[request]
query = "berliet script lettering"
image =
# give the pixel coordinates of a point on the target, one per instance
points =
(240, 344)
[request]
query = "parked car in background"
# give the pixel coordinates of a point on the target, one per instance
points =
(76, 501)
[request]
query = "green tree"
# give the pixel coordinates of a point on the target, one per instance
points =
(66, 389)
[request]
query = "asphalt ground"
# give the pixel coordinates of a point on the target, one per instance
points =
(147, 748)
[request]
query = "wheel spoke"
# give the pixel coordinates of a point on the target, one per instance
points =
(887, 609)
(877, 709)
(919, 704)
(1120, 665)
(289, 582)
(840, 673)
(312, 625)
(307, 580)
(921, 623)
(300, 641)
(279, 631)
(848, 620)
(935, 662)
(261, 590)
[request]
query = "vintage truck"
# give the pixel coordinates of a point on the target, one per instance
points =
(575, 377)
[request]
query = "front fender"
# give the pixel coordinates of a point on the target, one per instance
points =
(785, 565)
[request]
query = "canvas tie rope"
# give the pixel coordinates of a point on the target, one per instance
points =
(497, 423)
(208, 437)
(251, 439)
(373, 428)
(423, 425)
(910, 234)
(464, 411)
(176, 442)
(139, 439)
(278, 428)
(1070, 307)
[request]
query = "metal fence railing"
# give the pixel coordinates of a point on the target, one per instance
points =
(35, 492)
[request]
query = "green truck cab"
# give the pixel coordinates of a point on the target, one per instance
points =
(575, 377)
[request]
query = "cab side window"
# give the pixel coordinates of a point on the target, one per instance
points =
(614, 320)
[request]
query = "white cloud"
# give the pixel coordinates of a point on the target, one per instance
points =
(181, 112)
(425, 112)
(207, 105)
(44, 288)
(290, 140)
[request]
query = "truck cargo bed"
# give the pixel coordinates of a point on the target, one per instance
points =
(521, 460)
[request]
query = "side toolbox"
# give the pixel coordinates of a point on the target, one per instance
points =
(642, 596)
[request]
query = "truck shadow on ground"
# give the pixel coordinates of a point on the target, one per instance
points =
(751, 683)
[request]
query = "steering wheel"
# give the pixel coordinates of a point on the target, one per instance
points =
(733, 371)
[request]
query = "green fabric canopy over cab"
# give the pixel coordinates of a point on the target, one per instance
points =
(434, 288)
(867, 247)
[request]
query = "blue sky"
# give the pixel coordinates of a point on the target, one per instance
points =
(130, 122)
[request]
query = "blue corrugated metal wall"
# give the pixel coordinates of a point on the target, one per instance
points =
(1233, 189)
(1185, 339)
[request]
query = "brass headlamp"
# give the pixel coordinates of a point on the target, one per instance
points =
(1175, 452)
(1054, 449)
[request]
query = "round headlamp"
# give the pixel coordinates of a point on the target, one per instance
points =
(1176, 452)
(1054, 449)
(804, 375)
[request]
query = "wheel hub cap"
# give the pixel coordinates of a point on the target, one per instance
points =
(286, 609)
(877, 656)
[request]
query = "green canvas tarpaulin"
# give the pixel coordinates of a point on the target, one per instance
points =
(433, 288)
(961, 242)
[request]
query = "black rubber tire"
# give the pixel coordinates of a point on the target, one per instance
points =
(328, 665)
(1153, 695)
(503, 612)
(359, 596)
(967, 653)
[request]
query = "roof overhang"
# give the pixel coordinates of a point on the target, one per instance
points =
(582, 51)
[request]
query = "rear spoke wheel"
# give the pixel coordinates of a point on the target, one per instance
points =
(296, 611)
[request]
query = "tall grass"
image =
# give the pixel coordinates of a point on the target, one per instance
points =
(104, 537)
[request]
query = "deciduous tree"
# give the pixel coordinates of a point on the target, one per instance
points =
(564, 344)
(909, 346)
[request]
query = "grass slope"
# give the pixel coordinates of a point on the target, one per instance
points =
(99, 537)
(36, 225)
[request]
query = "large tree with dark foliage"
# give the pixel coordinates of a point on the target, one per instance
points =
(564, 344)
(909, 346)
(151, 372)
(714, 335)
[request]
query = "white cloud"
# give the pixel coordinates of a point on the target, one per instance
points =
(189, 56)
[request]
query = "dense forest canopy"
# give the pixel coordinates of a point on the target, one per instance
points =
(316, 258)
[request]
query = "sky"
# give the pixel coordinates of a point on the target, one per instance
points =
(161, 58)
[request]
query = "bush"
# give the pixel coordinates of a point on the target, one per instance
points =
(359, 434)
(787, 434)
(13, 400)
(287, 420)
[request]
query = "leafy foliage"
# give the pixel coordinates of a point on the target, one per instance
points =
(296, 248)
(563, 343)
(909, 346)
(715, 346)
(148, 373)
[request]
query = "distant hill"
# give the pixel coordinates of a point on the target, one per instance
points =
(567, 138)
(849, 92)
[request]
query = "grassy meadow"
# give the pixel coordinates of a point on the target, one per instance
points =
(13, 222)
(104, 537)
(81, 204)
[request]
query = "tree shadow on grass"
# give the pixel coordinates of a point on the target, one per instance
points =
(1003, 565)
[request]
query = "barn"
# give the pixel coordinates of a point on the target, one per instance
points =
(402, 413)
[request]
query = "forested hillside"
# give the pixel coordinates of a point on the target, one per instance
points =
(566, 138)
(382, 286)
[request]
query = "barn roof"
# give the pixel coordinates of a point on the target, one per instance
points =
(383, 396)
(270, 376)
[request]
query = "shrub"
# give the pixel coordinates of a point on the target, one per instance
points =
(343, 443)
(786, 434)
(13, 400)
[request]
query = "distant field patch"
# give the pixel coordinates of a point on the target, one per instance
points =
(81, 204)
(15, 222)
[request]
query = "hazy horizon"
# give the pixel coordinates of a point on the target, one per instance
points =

::::

Your task is to output all of the data above word for word.

[request]
query = "berliet script lettering"
image =
# give the pixel coordinates of a point on the target, one per instance
points =
(240, 344)
[request]
query = "parked car in background"
# give the pixel coordinates of a point on the target, one per instance
points =
(76, 501)
[request]
query = "green tree"
# give the pixel coordinates of a point on the target, one per instance
points =
(66, 389)
[request]
query = "asphalt ground"
# give the pixel coordinates of a point on the target, one per instance
points =
(147, 748)
[request]
query = "wheel spoke"
# give the pixel coordinates of a point on the target, one per instance
points =
(887, 609)
(877, 709)
(919, 704)
(1120, 665)
(289, 582)
(840, 673)
(312, 625)
(307, 580)
(921, 623)
(300, 641)
(279, 631)
(848, 620)
(935, 662)
(261, 590)
[request]
query = "vintage truck"
# give the pixel coordinates of a point on the target, one per instance
points =
(575, 377)
[request]
query = "front fender"
# give the pixel coordinates of a point on the target, one per instance
points =
(785, 565)
[request]
query = "canvas tie rope"
# give the pixel coordinates of a point on the target, one per instance
points =
(497, 423)
(208, 437)
(251, 439)
(373, 428)
(423, 425)
(910, 234)
(464, 411)
(176, 442)
(139, 439)
(278, 428)
(1070, 307)
[request]
query = "metal fence railing"
# give the pixel coordinates of a point on the target, one per instance
points =
(35, 492)
[request]
query = "green truck cab"
# give the pixel coordinates of a point on the target, one per instance
points =
(575, 377)
[request]
query = "cab side window"
# give the pixel coordinates of a point on the target, one per instance
points =
(614, 320)
[request]
query = "white cloud"
# give the pixel coordinates of a point on the target, one per instance
points =
(181, 112)
(425, 112)
(207, 105)
(44, 288)
(290, 140)
[request]
query = "truck cargo bed"
# give the pixel coordinates of a point on the target, one per instance
points =
(521, 460)
[request]
query = "side toolbox"
# give the pixel coordinates of a point on the target, one per instance
points =
(642, 596)
[request]
query = "truck shadow on ground"
# give the pixel coordinates of a point on the target, one per instance
points =
(751, 683)
[request]
query = "steering wheel"
# give the pixel coordinates of a point on the target, one per instance
points =
(733, 371)
[request]
query = "green fabric canopy over cab"
# give the pixel coordinates of a point on the target, one per instance
points =
(434, 288)
(867, 247)
[request]
query = "blue sky"
# give the pixel coordinates of a point on the target, one per instance
points =
(130, 122)
[request]
query = "blue corrugated metal wall"
# give the pixel coordinates of a point on the target, one per instance
points =
(1233, 189)
(1185, 339)
[request]
query = "brass headlamp"
# give the pixel coordinates of a point on the target, one per instance
points =
(1175, 452)
(1054, 449)
[request]
query = "round headlamp"
# give the pixel coordinates of a point on the target, one per instance
points =
(1176, 452)
(1054, 449)
(804, 375)
[request]
query = "wheel hub cap"
# give the pixel coordinates of a point on the target, one per instance
points =
(286, 609)
(877, 656)
[request]
query = "green canvas tarpaulin"
# give the pixel coordinates of a point on the target, one per instance
points =
(433, 288)
(961, 242)
[request]
query = "black rubber tire"
# give the pixel coordinates of a point on the target, one per instance
points =
(328, 665)
(1153, 695)
(503, 612)
(359, 596)
(967, 653)
[request]
query = "roof overhang"
# give the pixel coordinates of a point on the target, one per instance
points =
(582, 51)
[request]
query = "rear spoke wheel"
# give the pixel coordinates of a point on the target, one per instance
points =
(296, 611)
[request]
query = "tall grass"
image =
# give the pixel coordinates of a point on the target, one per instance
points =
(104, 537)
[request]
query = "deciduous tree"
# give the pixel coordinates of a point on the target, one per instance
points =
(564, 344)
(909, 346)
[request]
query = "grass slope"
# give the pixel coordinates of a point on the target, one per instance
points =
(99, 537)
(36, 225)
[request]
query = "large tree with dark foliage"
# give the pixel coordinates of a point on the target, one per instance
points =
(564, 344)
(909, 346)
(151, 372)
(714, 335)
[request]
query = "white cloud"
# give the pixel coordinates of a point on the target, one per instance
points =
(189, 56)
[request]
query = "dense forest canopy"
# give the pixel coordinates of a point on the target, one per instance
points =
(316, 258)
[request]
query = "sky"
# give the pixel coordinates of a point on the target, one per instance
points =
(161, 58)
[request]
query = "bush"
# give the pixel coordinates of a point on the target, one per instance
points =
(359, 434)
(787, 434)
(13, 400)
(287, 420)
[request]
query = "leafy foliage"
# give the pixel coordinates of a point on the target, one per instance
points =
(296, 248)
(563, 343)
(909, 346)
(715, 346)
(148, 373)
[request]
query = "distant hill"
# give the pixel coordinates of a point on the target, one per instance
points =
(567, 138)
(849, 92)
[request]
query = "grassy meadow"
# give the pixel coordinates of a point on the target, one per instance
points =
(13, 222)
(104, 537)
(81, 204)
[request]
query = "tree shadow on grass"
# give the pixel coordinates of a point on the target, one per instance
points =
(1003, 565)
[request]
query = "barn"
# give the pixel coordinates of a point on the target, one per instance
points =
(402, 413)
[request]
query = "forested hillside"
# give the pixel coordinates of a point on the target, one per instance
points =
(566, 138)
(382, 286)
[request]
query = "barn roof"
# give the pixel coordinates of a point on the target, one per instance
points =
(383, 396)
(270, 376)
[request]
query = "shrub"
# give the pixel coordinates of a point on the target, one per instance
points =
(343, 443)
(786, 434)
(13, 400)
[request]
query = "distant field patch"
# give the pixel coordinates of a point on the target, one per instance
points =
(81, 204)
(15, 222)
[request]
query = "hazy horizon"
# give the pixel coordinates of a point on the target, one per instance
points =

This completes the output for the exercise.